■ To be done:
Report every line in the listing below that contains the string "tree", treating uppercase and lowercase letters as different.
>> begin Records for processing
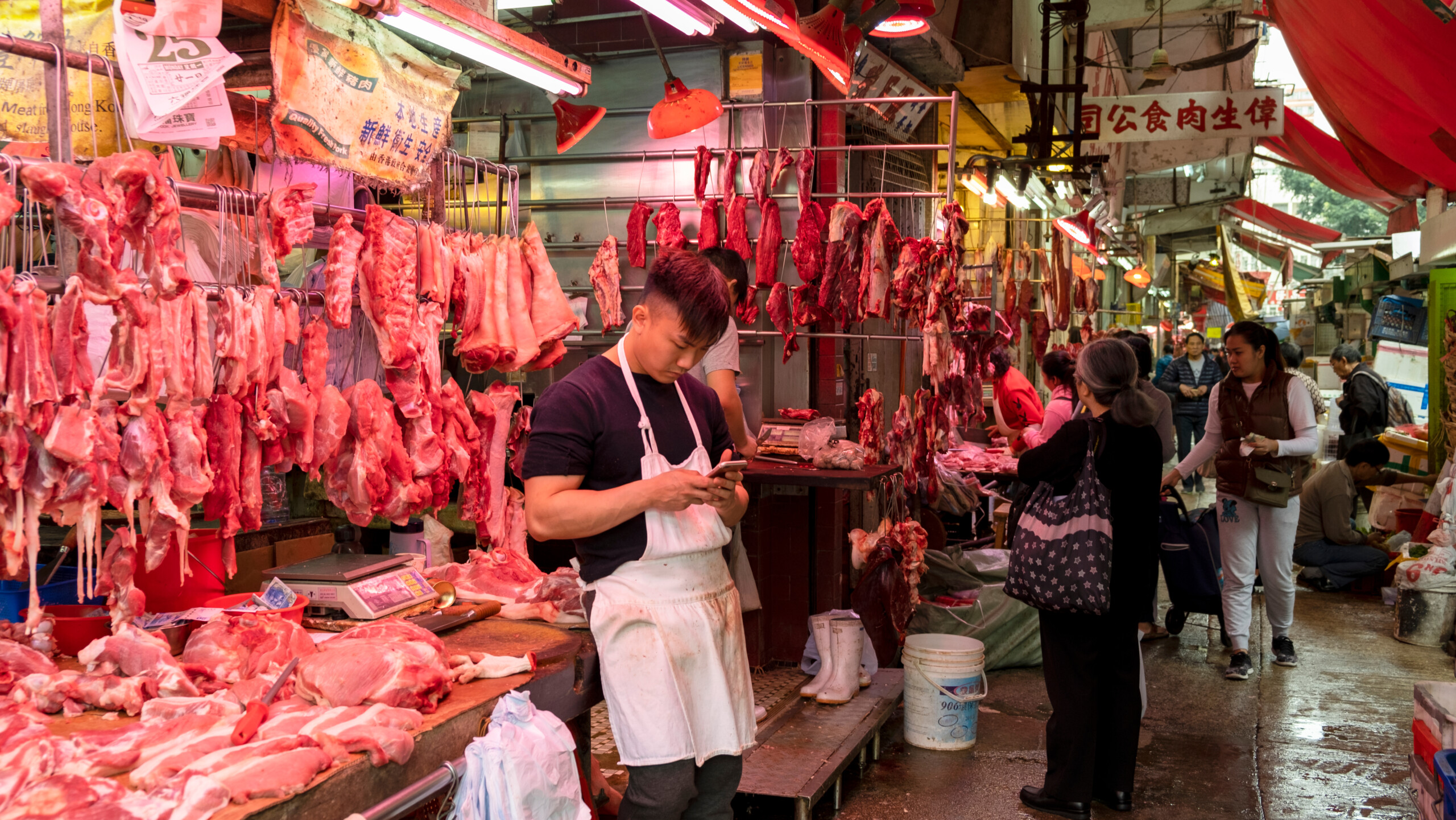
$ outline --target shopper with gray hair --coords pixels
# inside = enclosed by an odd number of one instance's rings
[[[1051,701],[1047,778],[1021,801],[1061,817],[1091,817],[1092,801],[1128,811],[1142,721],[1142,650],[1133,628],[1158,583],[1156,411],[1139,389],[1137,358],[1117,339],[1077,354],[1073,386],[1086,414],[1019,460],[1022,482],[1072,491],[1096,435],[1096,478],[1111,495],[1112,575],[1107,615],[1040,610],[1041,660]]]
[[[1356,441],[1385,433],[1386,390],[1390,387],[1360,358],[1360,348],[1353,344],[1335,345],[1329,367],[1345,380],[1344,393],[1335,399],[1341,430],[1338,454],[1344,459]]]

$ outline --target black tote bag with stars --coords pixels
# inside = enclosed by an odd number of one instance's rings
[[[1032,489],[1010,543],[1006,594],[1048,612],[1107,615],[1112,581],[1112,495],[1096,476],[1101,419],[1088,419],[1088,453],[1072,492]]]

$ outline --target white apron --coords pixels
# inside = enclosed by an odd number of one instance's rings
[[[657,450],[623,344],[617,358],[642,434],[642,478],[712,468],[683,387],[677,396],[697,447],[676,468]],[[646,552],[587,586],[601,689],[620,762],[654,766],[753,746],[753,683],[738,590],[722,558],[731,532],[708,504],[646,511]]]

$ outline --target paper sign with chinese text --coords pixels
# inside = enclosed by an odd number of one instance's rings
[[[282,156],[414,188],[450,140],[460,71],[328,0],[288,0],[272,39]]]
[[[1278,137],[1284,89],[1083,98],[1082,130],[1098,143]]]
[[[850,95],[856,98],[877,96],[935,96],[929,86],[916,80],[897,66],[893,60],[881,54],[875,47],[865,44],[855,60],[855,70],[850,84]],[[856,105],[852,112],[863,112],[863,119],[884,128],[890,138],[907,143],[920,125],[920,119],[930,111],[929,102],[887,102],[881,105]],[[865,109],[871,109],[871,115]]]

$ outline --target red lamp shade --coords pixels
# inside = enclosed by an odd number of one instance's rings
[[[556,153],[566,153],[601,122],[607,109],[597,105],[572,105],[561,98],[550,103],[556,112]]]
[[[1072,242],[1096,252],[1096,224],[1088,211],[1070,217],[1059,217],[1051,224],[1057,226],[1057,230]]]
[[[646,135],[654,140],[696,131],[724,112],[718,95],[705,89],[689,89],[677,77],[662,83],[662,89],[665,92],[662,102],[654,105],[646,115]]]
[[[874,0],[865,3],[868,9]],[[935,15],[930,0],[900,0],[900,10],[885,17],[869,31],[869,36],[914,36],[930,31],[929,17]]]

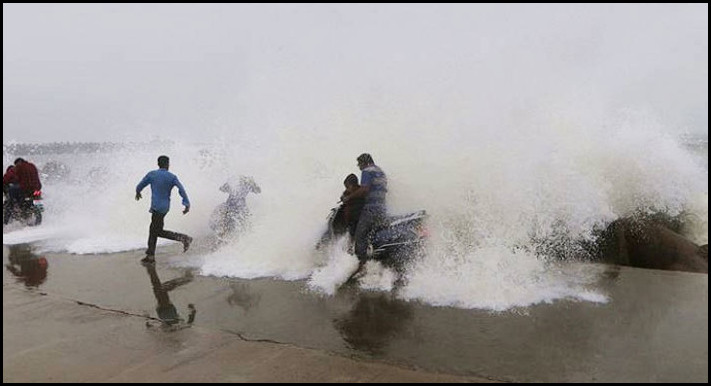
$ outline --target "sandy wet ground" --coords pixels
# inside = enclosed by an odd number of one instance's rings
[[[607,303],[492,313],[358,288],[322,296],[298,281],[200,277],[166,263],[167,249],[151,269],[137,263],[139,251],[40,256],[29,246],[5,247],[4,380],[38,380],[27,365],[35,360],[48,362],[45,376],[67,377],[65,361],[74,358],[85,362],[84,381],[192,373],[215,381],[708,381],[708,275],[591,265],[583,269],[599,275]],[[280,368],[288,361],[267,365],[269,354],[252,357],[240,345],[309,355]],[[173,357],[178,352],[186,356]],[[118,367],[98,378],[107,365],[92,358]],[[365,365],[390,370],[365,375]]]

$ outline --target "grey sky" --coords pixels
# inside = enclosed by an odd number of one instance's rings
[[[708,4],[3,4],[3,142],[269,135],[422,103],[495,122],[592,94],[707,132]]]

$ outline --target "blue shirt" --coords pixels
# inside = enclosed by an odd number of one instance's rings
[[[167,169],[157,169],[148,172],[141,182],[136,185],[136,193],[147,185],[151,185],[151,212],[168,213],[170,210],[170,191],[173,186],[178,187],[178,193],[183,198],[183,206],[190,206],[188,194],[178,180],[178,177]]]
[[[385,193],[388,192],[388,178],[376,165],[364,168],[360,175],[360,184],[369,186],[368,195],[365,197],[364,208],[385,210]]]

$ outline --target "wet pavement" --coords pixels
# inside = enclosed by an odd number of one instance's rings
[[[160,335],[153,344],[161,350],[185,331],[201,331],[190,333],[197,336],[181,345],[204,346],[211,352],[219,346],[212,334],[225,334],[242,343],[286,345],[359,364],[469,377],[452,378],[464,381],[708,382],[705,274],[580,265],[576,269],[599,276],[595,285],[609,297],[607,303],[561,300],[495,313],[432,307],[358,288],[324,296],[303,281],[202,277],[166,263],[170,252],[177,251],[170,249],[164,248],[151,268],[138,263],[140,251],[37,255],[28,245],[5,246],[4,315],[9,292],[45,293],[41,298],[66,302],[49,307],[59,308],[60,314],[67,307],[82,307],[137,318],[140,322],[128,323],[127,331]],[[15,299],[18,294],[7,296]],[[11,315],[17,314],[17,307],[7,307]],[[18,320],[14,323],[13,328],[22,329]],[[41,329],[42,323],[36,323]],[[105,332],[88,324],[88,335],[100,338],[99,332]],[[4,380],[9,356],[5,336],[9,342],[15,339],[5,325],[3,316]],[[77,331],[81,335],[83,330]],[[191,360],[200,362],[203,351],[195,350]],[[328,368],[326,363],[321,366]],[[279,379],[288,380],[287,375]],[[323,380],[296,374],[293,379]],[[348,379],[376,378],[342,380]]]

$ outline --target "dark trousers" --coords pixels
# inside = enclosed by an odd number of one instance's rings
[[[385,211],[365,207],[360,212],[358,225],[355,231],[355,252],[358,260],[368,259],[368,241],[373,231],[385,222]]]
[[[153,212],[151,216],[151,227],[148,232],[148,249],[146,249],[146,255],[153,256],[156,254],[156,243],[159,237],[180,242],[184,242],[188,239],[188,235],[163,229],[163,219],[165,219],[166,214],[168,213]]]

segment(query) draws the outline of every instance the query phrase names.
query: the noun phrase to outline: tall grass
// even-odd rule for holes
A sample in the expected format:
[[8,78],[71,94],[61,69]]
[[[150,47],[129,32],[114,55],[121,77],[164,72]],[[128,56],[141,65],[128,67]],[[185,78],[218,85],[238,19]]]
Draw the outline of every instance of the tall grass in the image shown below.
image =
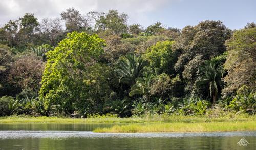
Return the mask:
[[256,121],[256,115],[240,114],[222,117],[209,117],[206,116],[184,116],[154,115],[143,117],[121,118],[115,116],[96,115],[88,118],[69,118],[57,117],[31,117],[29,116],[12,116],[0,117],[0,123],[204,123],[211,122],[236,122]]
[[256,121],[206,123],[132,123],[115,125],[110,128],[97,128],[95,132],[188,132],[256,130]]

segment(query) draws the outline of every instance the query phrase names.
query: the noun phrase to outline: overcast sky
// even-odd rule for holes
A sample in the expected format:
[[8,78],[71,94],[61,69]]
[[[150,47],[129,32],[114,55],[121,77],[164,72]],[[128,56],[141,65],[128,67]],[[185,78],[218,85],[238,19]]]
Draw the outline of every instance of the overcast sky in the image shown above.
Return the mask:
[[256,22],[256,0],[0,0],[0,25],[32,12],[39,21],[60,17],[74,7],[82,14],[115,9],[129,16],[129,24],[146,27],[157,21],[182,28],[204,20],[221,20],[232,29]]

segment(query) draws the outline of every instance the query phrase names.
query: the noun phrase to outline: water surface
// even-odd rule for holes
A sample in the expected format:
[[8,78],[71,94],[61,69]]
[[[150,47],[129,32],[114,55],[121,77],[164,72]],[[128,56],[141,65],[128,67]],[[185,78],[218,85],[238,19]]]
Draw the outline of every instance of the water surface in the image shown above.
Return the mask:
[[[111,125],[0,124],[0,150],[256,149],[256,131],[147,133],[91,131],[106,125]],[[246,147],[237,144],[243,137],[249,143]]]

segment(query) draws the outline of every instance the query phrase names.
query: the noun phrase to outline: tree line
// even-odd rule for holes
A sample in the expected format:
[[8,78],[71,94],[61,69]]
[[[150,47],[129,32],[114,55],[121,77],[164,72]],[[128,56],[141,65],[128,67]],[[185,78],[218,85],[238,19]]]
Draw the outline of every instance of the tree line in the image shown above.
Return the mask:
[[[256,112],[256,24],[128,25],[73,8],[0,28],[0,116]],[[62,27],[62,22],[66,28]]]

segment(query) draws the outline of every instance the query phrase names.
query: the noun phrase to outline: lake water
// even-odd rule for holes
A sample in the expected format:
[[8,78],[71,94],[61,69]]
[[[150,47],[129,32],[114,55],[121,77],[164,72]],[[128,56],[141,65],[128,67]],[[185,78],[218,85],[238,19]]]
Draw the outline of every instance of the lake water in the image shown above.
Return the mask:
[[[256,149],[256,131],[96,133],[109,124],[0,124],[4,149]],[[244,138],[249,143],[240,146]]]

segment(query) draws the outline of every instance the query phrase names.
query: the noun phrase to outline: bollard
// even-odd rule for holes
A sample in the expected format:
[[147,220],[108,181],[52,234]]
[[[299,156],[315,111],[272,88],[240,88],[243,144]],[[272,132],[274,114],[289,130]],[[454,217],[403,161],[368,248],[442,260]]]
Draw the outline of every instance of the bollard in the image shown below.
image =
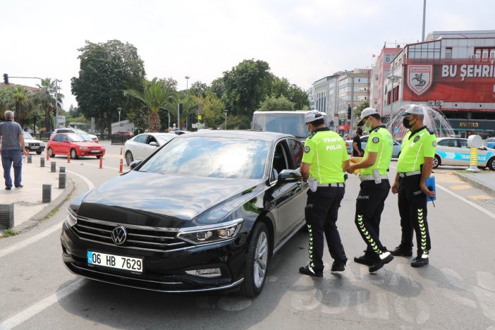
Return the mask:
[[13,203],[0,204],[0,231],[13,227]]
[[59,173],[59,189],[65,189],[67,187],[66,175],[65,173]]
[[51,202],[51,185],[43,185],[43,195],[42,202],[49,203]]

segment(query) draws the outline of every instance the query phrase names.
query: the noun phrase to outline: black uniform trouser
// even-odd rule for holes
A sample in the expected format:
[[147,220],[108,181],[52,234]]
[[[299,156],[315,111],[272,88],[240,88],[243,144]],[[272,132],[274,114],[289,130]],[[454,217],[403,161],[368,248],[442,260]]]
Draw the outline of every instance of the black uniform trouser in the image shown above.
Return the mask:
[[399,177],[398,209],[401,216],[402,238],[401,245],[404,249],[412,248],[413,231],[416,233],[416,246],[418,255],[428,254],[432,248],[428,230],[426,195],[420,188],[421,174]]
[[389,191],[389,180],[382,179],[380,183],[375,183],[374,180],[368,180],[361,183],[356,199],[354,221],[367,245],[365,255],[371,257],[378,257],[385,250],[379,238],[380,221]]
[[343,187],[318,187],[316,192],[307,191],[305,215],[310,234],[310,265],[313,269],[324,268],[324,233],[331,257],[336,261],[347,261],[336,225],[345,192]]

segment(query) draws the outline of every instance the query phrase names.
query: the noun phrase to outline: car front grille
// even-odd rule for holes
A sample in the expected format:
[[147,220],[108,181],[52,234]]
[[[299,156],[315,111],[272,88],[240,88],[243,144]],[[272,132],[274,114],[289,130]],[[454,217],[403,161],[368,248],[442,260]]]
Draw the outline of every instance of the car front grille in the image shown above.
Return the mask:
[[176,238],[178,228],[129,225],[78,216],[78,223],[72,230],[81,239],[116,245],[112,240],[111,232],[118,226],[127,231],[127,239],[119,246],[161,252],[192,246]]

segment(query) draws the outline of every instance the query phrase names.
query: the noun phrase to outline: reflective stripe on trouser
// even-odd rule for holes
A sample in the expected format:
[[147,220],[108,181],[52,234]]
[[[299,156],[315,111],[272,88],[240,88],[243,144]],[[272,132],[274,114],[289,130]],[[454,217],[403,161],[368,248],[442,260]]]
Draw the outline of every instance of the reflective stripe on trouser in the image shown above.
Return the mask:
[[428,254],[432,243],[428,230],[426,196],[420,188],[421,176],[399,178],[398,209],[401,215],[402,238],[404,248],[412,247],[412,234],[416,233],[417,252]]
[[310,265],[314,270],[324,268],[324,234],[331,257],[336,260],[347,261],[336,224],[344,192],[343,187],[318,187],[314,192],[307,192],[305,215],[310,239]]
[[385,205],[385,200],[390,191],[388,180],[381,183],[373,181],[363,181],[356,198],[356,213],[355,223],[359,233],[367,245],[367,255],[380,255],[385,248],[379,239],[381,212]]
>> end Records for processing
■ Response to this task:
query: the noun phrase to outline: tree line
Draw the outline of every instance of the tree line in the image shown above.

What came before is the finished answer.